Conventional microscopes have a vertical configuration. This means that the light source is at the botton of the structure. Next, there is the stage where the sample is placed and finally the head with the objectives and the eyepiece on top. This is the most common configuration, but not the only one.
There are also inverted microscopes. These microscopes have a totally opposite configuration to that of the upright microscope. The sample is illuminated from the top and the optical elements are located under the stage. With this type of microscope, it is possible to observe samples placed at the bottom of a container. This is very useful to keep them hydrated and thus be able to observe live samples and biological processes that last days.
Digital microscopes are those that capture a digital image of the sample. This is accomplished by connecting a digital camera instead of the eyepiece. There are digital microscopes with different configurations. Usually, they must be connected to the computer in order to transmit the images and then view them. It is also true that there are digital microscopes with a built-in screen. These allow you to view the sample on the screen and store images that can then be transmitted to a computer via a USB connection or SD card.
A special type of digital microscopes is the USB microscopes. These microscopes consist solely of a high-magnification lens and a digital camera. The magnification that is achieved is limited compared to a conventional light microscope. Even so, they are very versatile and useful instruments for observing everyday objects. USB microscopes are connected to the computer via a USB connection and allow images of the sample to be saved.
The stereoscopic microscope is a type of microscope that allows you to observe the sample in a three-dimensional way. These microscopes are always equipped with two eyepieces. The image of the sample that reaches each eyepiece is slightly different so that when they are combined, the 3D effect is achieved. This effect could not be achieved if the sample was viewed with only one eyepiece.
The magnification achieved with the stereomicroscope is lower than that achieved with a conventional optical microscope. However, conventional microscopes only allow two-dimensional observation of the sample. Stereomicroscopes are widely used in applications where the sample must be manipulated while observing. For example, for the assembly of circuits or clocks.

TASKS FOR THIS EXERCISE:
(A) According to the microscope text, how many eyepieces is a stereoscopic microscope always equipped with?
(B) Revise the part of the microscope text that opens with the words containing "A special type" and closes with "to be saved.", putting "macro lens" in place of "high-magnification lens".
(C) Please carry the microscope text on past its last sentence.

EXTRACTED MATERIAL:
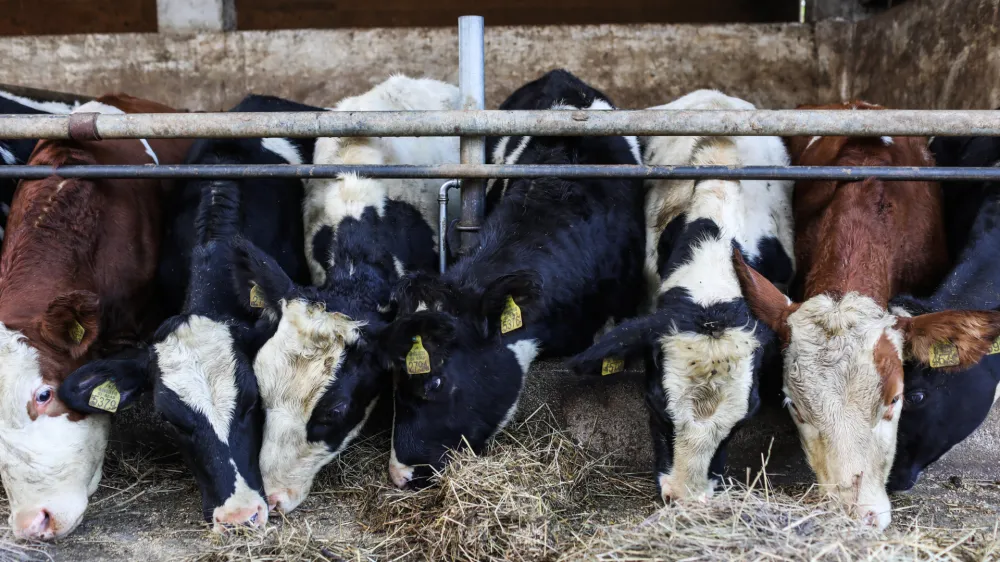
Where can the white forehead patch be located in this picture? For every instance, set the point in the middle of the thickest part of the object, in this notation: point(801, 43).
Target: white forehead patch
* * *
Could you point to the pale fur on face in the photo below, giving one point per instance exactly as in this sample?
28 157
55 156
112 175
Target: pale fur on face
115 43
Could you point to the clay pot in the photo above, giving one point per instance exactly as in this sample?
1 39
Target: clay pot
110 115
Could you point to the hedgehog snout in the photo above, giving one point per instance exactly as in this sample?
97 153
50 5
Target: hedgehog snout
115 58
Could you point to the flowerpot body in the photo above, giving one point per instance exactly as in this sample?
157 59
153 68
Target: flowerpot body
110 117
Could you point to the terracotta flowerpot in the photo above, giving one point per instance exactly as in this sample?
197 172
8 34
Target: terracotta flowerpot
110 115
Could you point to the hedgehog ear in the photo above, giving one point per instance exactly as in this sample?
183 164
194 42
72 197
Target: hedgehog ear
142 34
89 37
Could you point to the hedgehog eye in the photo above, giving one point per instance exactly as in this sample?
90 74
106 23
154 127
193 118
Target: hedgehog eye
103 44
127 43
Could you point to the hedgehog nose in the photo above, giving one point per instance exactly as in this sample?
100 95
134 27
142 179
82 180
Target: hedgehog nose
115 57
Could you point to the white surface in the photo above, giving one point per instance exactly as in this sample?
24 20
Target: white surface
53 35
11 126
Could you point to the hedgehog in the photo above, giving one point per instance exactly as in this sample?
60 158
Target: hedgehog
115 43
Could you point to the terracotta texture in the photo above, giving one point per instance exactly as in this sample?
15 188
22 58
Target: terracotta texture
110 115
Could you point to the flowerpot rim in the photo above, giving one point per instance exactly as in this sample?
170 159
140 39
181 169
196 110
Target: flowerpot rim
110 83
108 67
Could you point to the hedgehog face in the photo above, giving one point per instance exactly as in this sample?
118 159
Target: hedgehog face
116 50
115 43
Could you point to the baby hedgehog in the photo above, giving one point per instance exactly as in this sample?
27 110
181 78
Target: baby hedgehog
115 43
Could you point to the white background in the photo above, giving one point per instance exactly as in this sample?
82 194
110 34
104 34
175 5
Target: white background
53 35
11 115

ANSWERS TO THE TASKS:
(A) Two.

(B)
A special type of digital microscopes is the USB microscopes. These microscopes consist solely of a macro lens and a digital camera. The magnification that is achieved is limited compared to a conventional light microscope. Even so, they are very versatile and useful instruments for observing everyday objects. USB microscopes are connected to the computer via a USB connection and allow images of the sample to be saved.

(C)
Other types of microscopes
In addition to the microscopes previously presented like Mighty scope, there is a multitude of additional microscopy techniques optimized for specific sample types. Some of the microscopes are:
This is a type of fluorescence microscope. Instead of globally illuminating the sample, it is illuminated point by point in succession and the image is reconstructed at the end of the process. This process of scanning the sample is similar to that of scanning electron microscopes. This type of the microscope was invented by Marvin Minsky in 1957.
Dark field microscope
This microscopy technique consists of illuminating the sample obliquely. In this way, the light rays that reach the objective do not come directly from the light source but have been first scattered by the sample. This technique allows you to see samples that would not otherwise be visible due to their transparency. It also has the advantage that it does not require staining the sample to increase its contrast and be able to observe it.
Phase contrast microscope
Light travels at different speeds depending on the medium of propagation. This property is used in the phase-contrast microscope since light passes through the sample with different speeds in different sections. This effect is amplified to generate the image of the sample. This technique does not require the use of dyes and, therefore, living cells can be observed. The phase-contrast microscope was invented by Frits Zernike in 1932 and was awarded the Nobel Prize in Physics in 1953.